● **Text shown**
At the website Runway, which focuses on experimental art in Australia, Macushla Robinson writes about the “invisible dark matter” of labor performed by women in the art world. She notes that, as theorists like Silvia Federici have shown, much labor performed by women (such as child care) is integral to the functioning of the capitalist system yet goes largely unpaid. Robinson observes the same dynamics within the art world, but to a more extreme degree, where “the free labour and rampant exploitation” of women “is, by its very nature, undocumented.” Here’s an excerpt from the piece:
The role of muse is something to which many have aspired. Yet like any other fairytale, it is more glamorous in the story than in real life and has typically left women without any agency in the act of creation. In the Romantic tradition, ‘[T]he sublime is specifically a male achievement gained through women as female objects or through female Nature, and so is closed off to women’. Women’s perceived closeness to nature, then, means that they cannot be artists, but only represented by artists.

● **Required actions**
#1 According to the text on women's labor in the art world, what is the focus of the website Runway?
#2 Continue the text on women's unpaid labor in the art world from the point where it ends.

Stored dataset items
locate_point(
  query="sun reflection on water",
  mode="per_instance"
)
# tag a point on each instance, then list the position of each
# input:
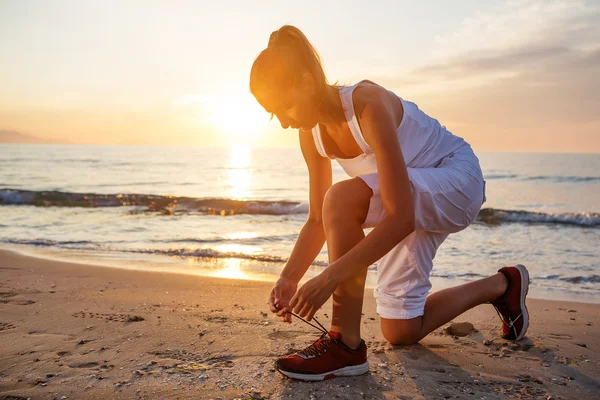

● **Replies**
#1 Experimental art in Australia.

#2
Women’s perceived proximity to nature has been instrumental in their oppression. The capitalist system has appropriated womens’ labour to support the exploitation of a male waged workforce, including in the romanticised cultural sector. As women have been culturally constructed as closer to nature, and biologically more capable of love than men, their ‘labours of love’ have often been framed as a natural resource. Despite the efforts of many feminists to invert the hierarchy of values that maligns both women and nature, women remain sidelined by this logic.
Women in the culture sector, who genuinely love and believe in their work, often work for free. In fact, perhaps because of the privileged place of love in relation to art and the romanticism of the gendered structure of creator and muse, this undervaluing of women’s work is more extreme than in many other aspects of Western society.